Text section:
- - - -

The following information is from the American Society for the Positive Care of Children
“It is easy to read statistics without grasping the human suffering behind the numbers. Each number represents a child’s life. Each human life touches hundreds of others. The ramifications of child abuse and neglect are exponential”.
Types of Child Abuse: Eight different types of child abuse are listed on the American SPCC website. Below is a short summary of what each entail.
CHILD NEGLECT: More children die from neglect than any other form of child abuse. Children living through abuse and violence unnecessarily suffer the ill effects of this trauma for the rest of their lives.
PHYSICAL NEGLECT: Physical neglect is the negligent treatment or maltreatment of a child by a parent or caretaker under circumstances indicating harm or threatened harm to the child’s health, safety, or welfare. The term includes both acts of commission and omissions on the part of the responsible person.
- General Neglect – General neglect means the negligent failure of a parent or caretaker to provide adequate food, clothing, shelter, medical care, or supervision where no physical injury to the child has occurred. An example of inadequate supervision is when parents leave their children unsupervised during the hours when the children are out of school. These parents are often unable to arrange childcare services to meet their needs. Although these parents may not regard themselves as “neglecting their children,” leaving young children without supervision may constitute general neglect.
- Severe Neglect – Severe neglect means the negligent failure of a parent or caretaker to protect the child from severe malnutrition or medically diagnosed non-organic failure to thrive. This includes the intentional failure to provide adequate food, clothing, shelter, or medical care.
PRENATAL NEGLECT: Prenatal neglect is chronic maternal substance (drug or alcohol) abuse coupled with significant risk factors that indicate the parent’s inability to provide the child with adequate care.
These babies are often born addicted to the drugs the mother was taking during pregnancy, resulting in symptoms of withdrawal in the newborn.
Every 25 minutes a child is born suffering from opioid withdrawal.
PSYCHO-SOCIAL FAILURE TO THRIVE: There remains a large group of infants with consistently low weights and perhaps short lengths and small head circumferences. Some of these children are small because of a failure to meet their nutritional needs and/or failure to meet their emotional needs. These children may also demonstrate delayed development and abnormal behavior. Some of the small children, however, do have hidden medical problems. Failure to document physical growth and other markers of child development may prevent an accurate diagnosis and make it impossible to protect a child or provide useful intervention.
If left untreated, the physical and/or emotional health of the child may be endangered, and emotional disorders, academic issues, retardation, and other problems may result.
Indications of Neglect
Neglect may be suspected if any of the following conditions exist:
- The child is lacking adequate medical or dental care.
- The child is often sleepy or hungry.
- The child is often dirty, demonstrates poor personal hygiene, or is inadequately dressed for weather conditions.

- - - -

Transcribe word for word the part of the child neglect text that runs from "Every 25 minutes" down to "problems may result.". The entries are separate material, unrelated to the child neglect text.

- - - -

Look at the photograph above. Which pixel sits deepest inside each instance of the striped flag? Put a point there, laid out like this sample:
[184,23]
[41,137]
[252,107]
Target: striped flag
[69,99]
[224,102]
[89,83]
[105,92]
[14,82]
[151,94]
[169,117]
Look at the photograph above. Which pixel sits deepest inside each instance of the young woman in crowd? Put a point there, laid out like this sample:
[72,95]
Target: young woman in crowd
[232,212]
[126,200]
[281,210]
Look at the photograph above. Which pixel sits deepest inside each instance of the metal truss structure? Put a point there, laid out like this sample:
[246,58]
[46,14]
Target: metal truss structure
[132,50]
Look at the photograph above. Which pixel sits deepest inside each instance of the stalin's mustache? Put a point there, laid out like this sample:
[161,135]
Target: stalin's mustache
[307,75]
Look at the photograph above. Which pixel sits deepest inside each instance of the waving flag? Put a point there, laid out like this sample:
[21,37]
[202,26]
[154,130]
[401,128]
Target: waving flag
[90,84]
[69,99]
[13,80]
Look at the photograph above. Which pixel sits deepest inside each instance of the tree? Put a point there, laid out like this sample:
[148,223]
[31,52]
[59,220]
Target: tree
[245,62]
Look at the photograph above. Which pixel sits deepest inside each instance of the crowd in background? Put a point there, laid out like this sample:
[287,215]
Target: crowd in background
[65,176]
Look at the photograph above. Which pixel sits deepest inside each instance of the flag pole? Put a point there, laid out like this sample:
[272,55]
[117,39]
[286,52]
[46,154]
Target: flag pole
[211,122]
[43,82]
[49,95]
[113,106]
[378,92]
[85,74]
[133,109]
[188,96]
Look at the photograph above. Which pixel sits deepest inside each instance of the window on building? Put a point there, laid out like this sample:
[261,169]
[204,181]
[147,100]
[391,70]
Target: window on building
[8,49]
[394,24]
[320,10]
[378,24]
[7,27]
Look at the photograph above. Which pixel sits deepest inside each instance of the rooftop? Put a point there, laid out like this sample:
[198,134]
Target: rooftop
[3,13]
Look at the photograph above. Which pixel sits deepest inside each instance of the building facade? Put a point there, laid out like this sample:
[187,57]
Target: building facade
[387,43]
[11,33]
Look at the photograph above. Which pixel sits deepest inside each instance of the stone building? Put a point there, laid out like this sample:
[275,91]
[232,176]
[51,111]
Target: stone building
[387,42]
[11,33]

- - - -

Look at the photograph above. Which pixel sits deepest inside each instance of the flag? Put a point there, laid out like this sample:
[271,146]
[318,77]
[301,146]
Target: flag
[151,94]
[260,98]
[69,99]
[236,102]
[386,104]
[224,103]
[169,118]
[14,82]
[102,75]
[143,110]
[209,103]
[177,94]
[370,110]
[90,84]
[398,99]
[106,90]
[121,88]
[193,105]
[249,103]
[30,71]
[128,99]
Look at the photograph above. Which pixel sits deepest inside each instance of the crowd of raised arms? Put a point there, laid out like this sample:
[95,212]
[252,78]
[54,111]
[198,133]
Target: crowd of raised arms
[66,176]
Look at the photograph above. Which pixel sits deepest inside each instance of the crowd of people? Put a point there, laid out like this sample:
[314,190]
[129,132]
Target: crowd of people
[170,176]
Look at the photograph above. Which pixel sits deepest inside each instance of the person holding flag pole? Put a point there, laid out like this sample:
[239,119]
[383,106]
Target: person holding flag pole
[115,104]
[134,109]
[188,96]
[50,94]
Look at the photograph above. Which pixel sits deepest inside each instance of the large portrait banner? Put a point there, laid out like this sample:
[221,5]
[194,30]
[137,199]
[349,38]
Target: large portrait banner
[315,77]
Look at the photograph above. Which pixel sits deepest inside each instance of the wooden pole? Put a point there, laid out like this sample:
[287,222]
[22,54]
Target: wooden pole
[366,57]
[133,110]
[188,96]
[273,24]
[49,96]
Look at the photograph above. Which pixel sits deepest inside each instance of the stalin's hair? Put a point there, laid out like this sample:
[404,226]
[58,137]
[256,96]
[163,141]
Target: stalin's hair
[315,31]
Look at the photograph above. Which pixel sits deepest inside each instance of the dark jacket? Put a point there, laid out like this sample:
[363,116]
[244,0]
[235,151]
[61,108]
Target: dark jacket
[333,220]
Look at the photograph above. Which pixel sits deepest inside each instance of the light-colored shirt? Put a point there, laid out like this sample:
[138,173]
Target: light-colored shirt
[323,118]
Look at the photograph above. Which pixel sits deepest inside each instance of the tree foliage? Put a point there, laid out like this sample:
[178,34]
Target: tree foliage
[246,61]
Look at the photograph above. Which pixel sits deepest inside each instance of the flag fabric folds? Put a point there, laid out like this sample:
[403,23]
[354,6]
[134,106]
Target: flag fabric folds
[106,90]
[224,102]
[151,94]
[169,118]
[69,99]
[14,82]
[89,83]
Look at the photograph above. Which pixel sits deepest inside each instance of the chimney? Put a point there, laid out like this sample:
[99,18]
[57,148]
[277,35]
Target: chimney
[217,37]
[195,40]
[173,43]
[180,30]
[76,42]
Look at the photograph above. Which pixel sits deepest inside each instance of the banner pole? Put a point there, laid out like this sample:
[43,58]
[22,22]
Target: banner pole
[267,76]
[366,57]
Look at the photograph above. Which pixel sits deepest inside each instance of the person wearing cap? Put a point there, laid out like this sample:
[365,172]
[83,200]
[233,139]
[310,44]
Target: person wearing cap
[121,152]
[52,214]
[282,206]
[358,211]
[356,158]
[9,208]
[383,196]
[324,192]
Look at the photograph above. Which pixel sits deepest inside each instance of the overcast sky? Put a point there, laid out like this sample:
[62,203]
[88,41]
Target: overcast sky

- - - -

Task output:
Every 25 minutes a child is born suffering from opioid withdrawal.
PSYCHO-SOCIAL FAILURE TO THRIVE: There remains a large group of infants with consistently low weights and perhaps short lengths and small head circumferences. Some of these children are small because of a failure to meet their nutritional needs and/or failure to meet their emotional needs. These children may also demonstrate delayed development and abnormal behavior. Some of the small children, however, do have hidden medical problems. Failure to document physical growth and other markers of child development may prevent an accurate diagnosis and make it impossible to protect a child or provide useful intervention.
If left untreated, the physical and/or emotional health of the child may be endangered, and emotional disorders, academic issues, retardation, and other problems may result.